— start —
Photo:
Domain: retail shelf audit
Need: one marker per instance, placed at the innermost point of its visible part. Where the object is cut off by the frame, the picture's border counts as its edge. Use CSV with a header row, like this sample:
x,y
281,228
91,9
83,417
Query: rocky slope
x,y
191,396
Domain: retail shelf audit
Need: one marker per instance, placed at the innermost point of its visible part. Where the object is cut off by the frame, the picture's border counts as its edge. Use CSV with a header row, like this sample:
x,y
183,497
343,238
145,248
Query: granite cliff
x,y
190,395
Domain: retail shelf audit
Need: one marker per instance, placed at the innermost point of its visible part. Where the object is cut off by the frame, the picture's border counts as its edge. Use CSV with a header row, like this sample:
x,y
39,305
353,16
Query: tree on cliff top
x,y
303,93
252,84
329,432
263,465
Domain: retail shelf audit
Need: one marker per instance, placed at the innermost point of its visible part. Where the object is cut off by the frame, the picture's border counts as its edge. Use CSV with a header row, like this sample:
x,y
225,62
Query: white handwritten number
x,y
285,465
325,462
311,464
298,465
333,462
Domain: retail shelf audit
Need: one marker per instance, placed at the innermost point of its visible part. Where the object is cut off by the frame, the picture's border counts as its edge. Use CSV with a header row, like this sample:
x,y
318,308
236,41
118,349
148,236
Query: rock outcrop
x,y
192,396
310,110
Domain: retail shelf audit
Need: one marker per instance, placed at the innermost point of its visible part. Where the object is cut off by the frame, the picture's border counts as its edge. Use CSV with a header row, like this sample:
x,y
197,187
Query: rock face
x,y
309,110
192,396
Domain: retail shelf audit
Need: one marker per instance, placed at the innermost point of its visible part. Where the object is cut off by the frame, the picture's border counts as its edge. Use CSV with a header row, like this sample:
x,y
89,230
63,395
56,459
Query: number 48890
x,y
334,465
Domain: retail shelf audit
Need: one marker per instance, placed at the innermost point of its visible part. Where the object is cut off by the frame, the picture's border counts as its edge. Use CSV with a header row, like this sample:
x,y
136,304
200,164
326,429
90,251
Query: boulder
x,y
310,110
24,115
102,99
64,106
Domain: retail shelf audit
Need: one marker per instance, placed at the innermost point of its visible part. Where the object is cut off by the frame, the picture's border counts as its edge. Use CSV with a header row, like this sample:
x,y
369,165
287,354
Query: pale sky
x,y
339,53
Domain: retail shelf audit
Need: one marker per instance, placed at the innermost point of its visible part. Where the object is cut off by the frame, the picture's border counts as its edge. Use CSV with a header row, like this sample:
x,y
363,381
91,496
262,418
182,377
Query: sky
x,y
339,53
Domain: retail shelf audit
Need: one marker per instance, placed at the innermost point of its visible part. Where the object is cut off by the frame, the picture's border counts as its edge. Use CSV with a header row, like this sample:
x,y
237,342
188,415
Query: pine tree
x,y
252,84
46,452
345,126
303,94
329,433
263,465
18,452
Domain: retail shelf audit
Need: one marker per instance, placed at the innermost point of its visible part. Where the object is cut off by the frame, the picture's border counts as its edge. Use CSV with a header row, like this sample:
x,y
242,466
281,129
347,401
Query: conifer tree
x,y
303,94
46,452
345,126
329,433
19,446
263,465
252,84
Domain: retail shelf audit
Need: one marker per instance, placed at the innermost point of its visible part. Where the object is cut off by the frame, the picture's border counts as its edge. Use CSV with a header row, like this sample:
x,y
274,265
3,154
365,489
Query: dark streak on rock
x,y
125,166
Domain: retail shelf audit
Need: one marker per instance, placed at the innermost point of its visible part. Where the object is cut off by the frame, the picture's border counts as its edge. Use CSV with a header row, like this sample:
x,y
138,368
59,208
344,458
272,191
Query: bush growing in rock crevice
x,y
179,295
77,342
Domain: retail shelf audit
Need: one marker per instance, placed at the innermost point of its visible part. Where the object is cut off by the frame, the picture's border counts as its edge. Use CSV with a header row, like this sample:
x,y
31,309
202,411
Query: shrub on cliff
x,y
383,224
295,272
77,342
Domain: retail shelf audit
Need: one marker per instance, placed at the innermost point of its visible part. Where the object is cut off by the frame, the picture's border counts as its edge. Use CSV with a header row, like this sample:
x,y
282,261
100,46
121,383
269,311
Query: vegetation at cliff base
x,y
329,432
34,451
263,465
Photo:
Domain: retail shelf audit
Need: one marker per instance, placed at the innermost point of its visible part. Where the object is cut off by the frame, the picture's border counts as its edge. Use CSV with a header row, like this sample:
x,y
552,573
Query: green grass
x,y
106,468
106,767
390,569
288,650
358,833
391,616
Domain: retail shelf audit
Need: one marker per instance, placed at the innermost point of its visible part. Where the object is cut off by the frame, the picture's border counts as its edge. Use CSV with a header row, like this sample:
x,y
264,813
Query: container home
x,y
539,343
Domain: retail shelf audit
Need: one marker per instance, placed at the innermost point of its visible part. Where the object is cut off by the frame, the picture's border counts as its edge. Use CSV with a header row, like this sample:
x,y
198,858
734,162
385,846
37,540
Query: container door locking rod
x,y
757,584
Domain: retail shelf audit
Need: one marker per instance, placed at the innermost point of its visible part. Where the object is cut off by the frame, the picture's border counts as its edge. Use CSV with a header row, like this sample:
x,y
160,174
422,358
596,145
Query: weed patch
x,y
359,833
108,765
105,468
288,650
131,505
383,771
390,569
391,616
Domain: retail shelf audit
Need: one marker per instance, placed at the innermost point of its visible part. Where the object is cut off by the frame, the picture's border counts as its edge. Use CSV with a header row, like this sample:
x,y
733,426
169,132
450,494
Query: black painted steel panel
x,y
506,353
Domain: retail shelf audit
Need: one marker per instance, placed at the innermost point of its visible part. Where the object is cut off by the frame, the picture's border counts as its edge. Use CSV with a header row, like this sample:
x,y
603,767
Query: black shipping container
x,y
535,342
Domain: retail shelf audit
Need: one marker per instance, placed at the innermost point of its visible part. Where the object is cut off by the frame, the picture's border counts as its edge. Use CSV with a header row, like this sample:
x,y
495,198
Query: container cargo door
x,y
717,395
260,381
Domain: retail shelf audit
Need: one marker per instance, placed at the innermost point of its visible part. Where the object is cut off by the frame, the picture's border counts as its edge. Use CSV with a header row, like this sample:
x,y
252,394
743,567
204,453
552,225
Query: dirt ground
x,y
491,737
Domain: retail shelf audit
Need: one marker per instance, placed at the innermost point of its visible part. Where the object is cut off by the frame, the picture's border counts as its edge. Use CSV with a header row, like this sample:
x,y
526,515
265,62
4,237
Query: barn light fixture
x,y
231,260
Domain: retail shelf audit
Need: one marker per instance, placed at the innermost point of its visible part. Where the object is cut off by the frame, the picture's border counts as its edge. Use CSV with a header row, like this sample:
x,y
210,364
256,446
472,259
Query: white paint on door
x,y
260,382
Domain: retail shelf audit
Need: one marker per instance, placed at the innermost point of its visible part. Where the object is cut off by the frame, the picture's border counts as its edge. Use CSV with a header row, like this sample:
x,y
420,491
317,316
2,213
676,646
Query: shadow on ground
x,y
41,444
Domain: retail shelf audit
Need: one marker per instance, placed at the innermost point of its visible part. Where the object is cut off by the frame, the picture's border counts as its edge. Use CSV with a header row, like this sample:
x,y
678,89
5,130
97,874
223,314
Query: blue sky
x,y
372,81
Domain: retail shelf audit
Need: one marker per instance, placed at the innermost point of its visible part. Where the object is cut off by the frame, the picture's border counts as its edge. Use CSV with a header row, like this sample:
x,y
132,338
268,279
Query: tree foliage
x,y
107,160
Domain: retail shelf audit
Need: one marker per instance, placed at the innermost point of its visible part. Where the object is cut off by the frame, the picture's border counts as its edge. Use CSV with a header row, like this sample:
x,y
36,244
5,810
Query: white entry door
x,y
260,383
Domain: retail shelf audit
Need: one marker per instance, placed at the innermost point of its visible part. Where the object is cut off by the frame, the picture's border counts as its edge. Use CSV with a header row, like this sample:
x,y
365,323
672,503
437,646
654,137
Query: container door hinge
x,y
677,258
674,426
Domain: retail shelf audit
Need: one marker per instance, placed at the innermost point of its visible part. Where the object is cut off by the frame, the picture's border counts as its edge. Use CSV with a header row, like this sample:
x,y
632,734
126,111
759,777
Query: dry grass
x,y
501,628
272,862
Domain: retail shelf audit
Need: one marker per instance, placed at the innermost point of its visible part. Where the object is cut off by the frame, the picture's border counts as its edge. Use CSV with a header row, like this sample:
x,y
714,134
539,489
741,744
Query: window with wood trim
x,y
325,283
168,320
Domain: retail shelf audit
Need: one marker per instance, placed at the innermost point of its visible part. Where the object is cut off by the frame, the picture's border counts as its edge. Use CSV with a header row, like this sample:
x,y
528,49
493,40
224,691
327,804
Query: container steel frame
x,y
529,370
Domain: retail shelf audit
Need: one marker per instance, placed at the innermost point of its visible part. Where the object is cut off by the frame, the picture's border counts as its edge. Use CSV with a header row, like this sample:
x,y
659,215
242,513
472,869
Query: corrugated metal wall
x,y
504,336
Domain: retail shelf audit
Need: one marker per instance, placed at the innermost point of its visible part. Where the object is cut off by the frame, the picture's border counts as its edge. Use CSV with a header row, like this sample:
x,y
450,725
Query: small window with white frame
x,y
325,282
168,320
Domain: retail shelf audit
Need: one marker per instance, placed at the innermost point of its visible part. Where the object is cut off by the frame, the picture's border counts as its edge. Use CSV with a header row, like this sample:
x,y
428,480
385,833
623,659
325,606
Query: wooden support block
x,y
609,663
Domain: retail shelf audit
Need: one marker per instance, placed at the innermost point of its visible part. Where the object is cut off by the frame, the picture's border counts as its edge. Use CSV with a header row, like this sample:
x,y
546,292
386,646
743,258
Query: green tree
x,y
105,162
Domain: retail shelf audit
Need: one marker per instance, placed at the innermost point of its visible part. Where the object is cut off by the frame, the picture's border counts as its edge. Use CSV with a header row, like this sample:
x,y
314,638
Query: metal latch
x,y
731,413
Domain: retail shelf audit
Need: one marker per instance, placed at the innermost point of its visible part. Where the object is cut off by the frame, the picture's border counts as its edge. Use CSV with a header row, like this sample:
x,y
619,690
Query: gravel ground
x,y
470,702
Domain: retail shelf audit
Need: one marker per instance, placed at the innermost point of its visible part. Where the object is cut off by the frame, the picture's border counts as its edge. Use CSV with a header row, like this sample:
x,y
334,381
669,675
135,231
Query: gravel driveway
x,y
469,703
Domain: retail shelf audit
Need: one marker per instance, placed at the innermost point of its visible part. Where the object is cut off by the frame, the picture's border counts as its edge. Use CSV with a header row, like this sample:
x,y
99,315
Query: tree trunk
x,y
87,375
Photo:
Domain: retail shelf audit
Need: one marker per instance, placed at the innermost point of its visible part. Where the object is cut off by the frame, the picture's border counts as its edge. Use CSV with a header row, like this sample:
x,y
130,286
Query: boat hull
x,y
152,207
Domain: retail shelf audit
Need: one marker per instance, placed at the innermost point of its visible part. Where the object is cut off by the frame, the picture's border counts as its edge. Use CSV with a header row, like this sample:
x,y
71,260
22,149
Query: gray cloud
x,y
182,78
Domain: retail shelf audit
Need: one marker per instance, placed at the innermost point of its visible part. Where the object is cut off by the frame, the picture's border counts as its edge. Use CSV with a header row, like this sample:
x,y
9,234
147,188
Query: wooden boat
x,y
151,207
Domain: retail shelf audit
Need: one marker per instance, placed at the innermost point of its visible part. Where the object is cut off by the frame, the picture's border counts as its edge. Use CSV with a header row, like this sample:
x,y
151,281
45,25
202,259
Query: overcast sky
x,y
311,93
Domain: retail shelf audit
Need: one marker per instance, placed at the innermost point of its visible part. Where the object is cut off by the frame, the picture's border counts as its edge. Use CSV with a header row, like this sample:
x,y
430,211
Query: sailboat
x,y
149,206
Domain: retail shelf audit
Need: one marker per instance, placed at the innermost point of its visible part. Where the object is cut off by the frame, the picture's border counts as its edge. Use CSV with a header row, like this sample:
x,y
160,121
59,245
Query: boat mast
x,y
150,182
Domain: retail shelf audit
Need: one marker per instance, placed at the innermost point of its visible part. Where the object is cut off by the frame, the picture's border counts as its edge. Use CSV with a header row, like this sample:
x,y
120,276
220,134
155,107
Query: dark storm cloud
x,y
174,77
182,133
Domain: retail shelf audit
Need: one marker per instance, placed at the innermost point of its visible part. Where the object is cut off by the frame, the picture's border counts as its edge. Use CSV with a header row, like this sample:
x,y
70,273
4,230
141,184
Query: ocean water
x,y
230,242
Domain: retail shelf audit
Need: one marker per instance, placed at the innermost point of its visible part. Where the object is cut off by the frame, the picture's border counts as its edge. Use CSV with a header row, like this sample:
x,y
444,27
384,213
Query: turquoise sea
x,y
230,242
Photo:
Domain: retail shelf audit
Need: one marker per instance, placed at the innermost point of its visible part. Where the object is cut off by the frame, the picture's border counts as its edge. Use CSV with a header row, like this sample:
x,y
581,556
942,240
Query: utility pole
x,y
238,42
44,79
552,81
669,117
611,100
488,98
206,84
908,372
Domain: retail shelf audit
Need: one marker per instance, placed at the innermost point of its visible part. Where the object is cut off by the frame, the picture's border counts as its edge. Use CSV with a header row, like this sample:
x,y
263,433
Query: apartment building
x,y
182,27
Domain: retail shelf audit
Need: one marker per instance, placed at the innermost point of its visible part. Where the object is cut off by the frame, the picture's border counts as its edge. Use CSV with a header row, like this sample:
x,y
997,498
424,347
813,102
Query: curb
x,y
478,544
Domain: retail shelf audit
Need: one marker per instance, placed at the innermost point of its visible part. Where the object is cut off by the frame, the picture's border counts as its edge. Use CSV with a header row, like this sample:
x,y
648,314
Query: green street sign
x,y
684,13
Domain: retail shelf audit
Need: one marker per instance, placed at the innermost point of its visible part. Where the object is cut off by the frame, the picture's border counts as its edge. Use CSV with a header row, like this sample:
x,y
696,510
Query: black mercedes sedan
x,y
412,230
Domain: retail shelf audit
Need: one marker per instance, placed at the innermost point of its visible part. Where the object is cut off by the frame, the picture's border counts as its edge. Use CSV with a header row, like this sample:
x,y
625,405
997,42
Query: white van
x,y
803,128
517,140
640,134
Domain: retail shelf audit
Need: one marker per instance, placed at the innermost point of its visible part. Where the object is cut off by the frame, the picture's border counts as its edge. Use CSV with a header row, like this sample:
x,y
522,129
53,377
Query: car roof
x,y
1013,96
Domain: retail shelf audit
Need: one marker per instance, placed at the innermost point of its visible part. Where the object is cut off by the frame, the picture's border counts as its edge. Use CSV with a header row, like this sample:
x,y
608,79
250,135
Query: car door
— end —
Pull out every line in the rows above that contains the word "metal".

Query: corrugated metal wall
Query: metal latch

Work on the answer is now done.